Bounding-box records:

►

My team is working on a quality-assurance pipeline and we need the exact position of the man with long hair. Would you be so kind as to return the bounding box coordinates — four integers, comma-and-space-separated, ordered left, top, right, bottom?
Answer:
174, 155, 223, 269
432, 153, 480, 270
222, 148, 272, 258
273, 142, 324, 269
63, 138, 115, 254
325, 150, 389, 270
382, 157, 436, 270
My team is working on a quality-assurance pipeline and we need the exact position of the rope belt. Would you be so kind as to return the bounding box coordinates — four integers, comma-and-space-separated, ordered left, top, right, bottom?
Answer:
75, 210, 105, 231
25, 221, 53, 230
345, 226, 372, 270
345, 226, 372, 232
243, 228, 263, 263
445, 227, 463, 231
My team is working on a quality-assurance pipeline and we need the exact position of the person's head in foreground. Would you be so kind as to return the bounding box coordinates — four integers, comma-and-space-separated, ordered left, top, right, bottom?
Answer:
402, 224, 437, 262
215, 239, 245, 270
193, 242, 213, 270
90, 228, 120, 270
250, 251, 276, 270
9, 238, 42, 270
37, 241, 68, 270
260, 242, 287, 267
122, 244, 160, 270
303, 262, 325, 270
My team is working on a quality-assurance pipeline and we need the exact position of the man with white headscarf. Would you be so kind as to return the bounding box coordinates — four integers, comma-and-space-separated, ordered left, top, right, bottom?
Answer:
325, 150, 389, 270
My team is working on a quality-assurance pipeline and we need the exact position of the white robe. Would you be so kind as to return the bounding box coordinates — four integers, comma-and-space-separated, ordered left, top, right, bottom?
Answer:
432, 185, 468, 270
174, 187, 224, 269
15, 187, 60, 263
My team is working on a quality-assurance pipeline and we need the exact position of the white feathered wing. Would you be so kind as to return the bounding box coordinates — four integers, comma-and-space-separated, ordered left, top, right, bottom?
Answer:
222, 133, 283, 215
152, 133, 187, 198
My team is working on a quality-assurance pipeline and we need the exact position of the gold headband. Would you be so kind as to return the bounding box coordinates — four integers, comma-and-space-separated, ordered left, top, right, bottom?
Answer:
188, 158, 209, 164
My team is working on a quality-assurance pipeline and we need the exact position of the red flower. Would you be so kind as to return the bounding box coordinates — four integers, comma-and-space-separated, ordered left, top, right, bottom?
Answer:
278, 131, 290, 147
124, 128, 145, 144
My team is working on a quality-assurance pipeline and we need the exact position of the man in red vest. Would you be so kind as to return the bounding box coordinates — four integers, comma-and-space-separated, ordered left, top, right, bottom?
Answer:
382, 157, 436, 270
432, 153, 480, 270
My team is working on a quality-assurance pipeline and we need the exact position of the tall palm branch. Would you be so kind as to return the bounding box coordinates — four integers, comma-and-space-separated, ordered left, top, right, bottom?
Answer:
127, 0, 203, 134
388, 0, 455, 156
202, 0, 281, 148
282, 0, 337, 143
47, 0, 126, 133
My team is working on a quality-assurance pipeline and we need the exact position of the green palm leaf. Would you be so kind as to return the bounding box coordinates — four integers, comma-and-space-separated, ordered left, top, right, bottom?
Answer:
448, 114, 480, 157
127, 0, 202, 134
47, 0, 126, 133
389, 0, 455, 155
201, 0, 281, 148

◄
►

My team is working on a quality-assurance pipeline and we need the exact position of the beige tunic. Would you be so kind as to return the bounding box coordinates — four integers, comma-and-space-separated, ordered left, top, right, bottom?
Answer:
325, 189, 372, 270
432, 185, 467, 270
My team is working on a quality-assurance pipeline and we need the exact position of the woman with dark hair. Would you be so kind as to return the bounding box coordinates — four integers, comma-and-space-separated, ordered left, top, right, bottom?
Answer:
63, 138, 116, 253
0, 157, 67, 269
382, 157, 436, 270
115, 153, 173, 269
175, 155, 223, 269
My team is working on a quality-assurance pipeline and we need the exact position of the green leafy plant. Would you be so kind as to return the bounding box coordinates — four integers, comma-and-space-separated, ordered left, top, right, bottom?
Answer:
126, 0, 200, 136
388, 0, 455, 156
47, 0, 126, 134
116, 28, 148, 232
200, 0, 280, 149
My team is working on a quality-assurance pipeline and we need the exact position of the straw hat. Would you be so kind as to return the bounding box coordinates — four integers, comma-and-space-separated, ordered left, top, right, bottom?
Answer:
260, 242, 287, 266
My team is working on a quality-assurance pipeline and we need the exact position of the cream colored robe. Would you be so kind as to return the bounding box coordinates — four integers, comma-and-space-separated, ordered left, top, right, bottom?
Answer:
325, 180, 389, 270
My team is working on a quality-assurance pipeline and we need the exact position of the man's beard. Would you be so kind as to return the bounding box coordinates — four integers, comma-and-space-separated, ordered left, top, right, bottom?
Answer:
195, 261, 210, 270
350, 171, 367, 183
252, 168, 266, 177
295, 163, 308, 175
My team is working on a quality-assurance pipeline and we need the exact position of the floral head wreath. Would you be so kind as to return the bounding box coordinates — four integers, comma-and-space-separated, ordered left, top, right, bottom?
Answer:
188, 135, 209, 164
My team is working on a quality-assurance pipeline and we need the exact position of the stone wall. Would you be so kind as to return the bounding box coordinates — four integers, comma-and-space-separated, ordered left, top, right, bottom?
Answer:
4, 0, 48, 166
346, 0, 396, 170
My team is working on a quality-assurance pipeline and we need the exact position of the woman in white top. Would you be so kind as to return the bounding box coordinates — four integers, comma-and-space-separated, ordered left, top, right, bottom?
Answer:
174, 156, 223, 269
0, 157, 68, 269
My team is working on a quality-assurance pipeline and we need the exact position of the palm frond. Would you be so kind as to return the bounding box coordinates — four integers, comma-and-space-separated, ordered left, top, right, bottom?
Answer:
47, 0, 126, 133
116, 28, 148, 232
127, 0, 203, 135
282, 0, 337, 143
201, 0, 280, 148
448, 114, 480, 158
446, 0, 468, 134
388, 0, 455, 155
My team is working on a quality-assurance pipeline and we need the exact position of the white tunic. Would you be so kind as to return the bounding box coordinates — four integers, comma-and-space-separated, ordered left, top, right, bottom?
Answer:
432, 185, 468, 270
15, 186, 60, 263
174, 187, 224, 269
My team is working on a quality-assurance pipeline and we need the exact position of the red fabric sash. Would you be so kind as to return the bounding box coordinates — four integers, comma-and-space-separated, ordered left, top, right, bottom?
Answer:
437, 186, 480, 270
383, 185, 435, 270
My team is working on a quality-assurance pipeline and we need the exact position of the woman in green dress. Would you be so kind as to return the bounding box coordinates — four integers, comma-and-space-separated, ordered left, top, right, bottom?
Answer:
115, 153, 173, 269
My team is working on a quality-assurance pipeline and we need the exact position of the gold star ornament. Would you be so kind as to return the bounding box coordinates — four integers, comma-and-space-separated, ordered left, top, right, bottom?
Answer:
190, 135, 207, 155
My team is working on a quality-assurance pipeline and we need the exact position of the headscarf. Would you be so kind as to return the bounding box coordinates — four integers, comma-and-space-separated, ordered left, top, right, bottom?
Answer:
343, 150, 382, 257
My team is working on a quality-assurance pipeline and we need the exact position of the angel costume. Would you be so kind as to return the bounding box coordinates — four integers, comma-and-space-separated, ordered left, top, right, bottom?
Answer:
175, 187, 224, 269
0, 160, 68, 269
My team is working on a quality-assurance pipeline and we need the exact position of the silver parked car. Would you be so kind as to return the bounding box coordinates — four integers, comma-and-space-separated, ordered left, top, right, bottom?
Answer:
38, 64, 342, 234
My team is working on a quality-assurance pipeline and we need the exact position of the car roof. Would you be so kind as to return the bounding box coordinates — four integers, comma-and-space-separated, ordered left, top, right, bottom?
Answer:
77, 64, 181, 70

◄

**Your task:**
Return, unchanged, the stretch of the records from the line containing "of the silver" through the line containing "38, 64, 342, 234", including both of those lines.

**Output of the exercise:**
My team is working on a quality-assurance pipeline and we need the exact position of the silver parked car. Would you be so kind as to return the bounding box coordinates — four integers, comma-and-space-separated, ordered left, top, right, bottom?
Answer:
38, 64, 342, 234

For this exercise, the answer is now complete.